● **Aufgaben**
a – Schreiben Sie aus dem Artikel zur Windkraft den Abschnitt ab, der mit „Klima/Nachhaltigkeit : Thomas“ beginnt und bis einschließlich „ein erfahrener Beobachter.“ reicht.
b – Übersetzen Sie den Satz „Nun regt das Ministerium einen Ortstermin an.“ aus dem Artikel zur Windkraft ins Englische.
c – Beantworten Sie anhand des Artikels zur Windkraft, an welche Behörde sich das Umweltministerium direkt gewandt hat.

● **Vorliegender Auszug**
Lange haben das Umwelt- und das Verkehrsministerium in Sachen Windkraftstandorte zum Ärger der Planer im Regionalverband geschwiegen. Plötzlich greifen sie doch noch in die Verfahren ein.

Klima/Nachhaltigkeit : Thomas Faltin (fal)

Stuttgart - Mit ungewöhnlichen Maßnahmen zum Thema Windkraft haben das Umwelt- und das Verkehrsministerium in den vergangenen Tagen für Irritationen gesorgt. Zum einen hat das Verkehrsministerium extrem lange gebraucht, um dem Regionalverband seine Stellungnahme zu den geplanten Standorten zu übermitteln; jetzt hat es grundsätzliche Bedenken gegen das Verfahren der Region angemeldet, dem es ein Jahr lang zugeschaut hat. Zum anderen hat sich Umweltministerium nun direkt an das Landratsamt Göppingen gewandt, nachdem die Behörde zwei Windkraftstandorte bei Gruibingen gestrichen, um die Landschaft zu schützen. Nun regt das Ministerium einen Ortstermin an. Der Standort soll nochmals geprüft werden. Ein solcher „Durchgriff von oben nach unten“ sei ihm noch nie untergekommen, sagt ein erfahrener Beobachter.

● **Verfügbare Daten**
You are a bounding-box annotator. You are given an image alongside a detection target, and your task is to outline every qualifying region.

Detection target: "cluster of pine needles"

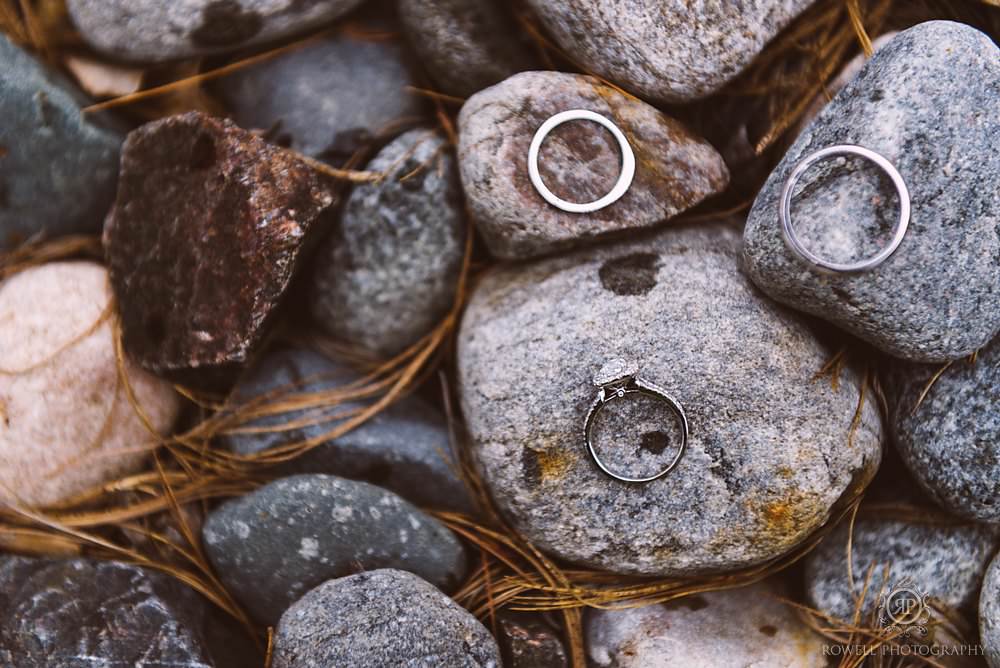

● **Lösungen**
a –
Klima/Nachhaltigkeit : Thomas Faltin (fal)

Stuttgart - Mit ungewöhnlichen Maßnahmen zum Thema Windkraft haben das Umwelt- und das Verkehrsministerium in den vergangenen Tagen für Irritationen gesorgt. Zum einen hat das Verkehrsministerium extrem lange gebraucht, um dem Regionalverband seine Stellungnahme zu den geplanten Standorten zu übermitteln; jetzt hat es grundsätzliche Bedenken gegen das Verfahren der Region angemeldet, dem es ein Jahr lang zugeschaut hat. Zum anderen hat sich Umweltministerium nun direkt an das Landratsamt Göppingen gewandt, nachdem die Behörde zwei Windkraftstandorte bei Gruibingen gestrichen, um die Landschaft zu schützen. Nun regt das Ministerium einen Ortstermin an. Der Standort soll nochmals geprüft werden. Ein solcher „Durchgriff von oben nach unten“ sei ihm noch nie untergekommen, sagt ein erfahrener Beobachter.

b – Now the ministry is proposing an on-site meeting.

c – An das Landratsamt Göppingen.